Please write out all the rows below word for word, keeping every line as it stands.

**STORED ROWS:**

<<<<

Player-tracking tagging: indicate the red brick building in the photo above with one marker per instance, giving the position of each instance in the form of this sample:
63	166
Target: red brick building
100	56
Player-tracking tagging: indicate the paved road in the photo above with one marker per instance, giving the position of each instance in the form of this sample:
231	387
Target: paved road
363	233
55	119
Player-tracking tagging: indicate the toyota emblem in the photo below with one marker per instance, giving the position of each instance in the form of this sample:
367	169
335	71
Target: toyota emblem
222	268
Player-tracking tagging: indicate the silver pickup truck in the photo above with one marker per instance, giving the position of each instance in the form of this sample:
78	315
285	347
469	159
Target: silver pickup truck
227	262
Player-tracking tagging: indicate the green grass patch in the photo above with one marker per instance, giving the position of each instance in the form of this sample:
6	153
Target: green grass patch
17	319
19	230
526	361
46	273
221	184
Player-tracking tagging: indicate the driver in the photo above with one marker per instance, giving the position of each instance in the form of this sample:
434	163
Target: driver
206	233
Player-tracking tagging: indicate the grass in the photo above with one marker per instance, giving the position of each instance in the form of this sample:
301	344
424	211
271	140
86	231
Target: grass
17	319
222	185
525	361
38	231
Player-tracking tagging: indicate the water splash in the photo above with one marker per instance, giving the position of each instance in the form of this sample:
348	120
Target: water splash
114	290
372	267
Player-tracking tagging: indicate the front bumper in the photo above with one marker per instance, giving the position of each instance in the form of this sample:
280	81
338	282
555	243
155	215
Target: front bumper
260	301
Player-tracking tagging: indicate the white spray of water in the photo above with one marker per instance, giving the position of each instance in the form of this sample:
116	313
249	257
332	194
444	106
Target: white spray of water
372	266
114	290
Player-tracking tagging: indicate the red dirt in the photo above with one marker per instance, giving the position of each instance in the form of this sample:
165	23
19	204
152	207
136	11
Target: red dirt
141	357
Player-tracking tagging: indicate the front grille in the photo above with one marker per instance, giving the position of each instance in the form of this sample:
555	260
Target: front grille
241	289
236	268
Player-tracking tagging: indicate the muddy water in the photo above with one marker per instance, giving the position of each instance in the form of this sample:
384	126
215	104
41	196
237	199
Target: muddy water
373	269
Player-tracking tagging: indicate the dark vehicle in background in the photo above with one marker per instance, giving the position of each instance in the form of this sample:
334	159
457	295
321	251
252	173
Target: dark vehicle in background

>>>>

**SOLUTION:**
Player-tracking tagging: indicate the red brick building in the photo above with one marker per instance, giving the position of each instance in the form of this sample:
63	166
Target: red brick building
100	56
Player-tracking tagging: indicate the paved road in the photo above with one marker per instance, giving the position of each instance in the form of this sample:
231	387
Target: paved road
363	233
55	119
Player-tracking tagging: indicate the toyota emblem in the photo below with one marker per instance, giving the position of each instance in the form of this sample:
367	169
335	71
Target: toyota emblem
222	268
Player-tracking tagging: indicate the silver pickup truck in the photo above with one marker per instance, giving the position of each instance in the form of this sample:
78	315
285	347
469	159
Target: silver pickup truck
227	262
Player-tracking tagging: indicate the green grass patch in the photo above with one marker per instance, giving the position of each instance in the form of this sample:
6	153
Target: green grass patch
17	319
19	230
526	361
46	273
221	184
Player-tracking tagging: indicate the driver in the photo above with one marker per instance, giving the position of each instance in the form of this sample:
434	163
Target: driver
206	233
Player-tracking tagging: indicate the grass in the photo above with one marker per instance, giving the position of each instance in the form of this sample:
301	344
424	211
271	140
86	231
Target: grass
17	319
222	185
525	361
38	231
Player-tracking tagging: indicate the water splash in the photo above with one marker per instance, giving the position of each instance in the form of this sample:
348	120
Target: water splash
114	290
372	267
Player-tracking tagging: indicate the front bumper in the photo above with one marker per instance, giving the position of each instance in the form of this sample:
280	81
338	282
555	243
155	215
Target: front bumper
260	301
Player-tracking tagging: indicate the white spray of water in the photo above with one marker per instance, giving the position of each instance in the form of this sample:
116	313
249	257
332	194
444	106
Target: white spray of water
372	266
114	290
Player-tracking tagging: indicate the red dirt in the photo above with one marker per instance, giving the position of each instance in the form of this sample:
165	23
19	204
152	207
136	11
Target: red dirt
141	357
Player-tracking tagging: indicate the front grille in the photo above with one marker per instance, giving the position of each instance in the form of this sample:
555	260
Target: front grille
241	289
236	268
Player-tracking tagging: indicate the muddy water in the photo above with one marker per instance, giving the position of each instance in the form of this sample:
384	126
215	104
41	196
237	199
Target: muddy water
373	269
Player-tracking tagging: indicate the dark vehicle in background in the photo above with one marker per instance, giving the position of each instance in the form of this sample:
334	159
457	295
321	251
252	173
Target: dark vehicle in background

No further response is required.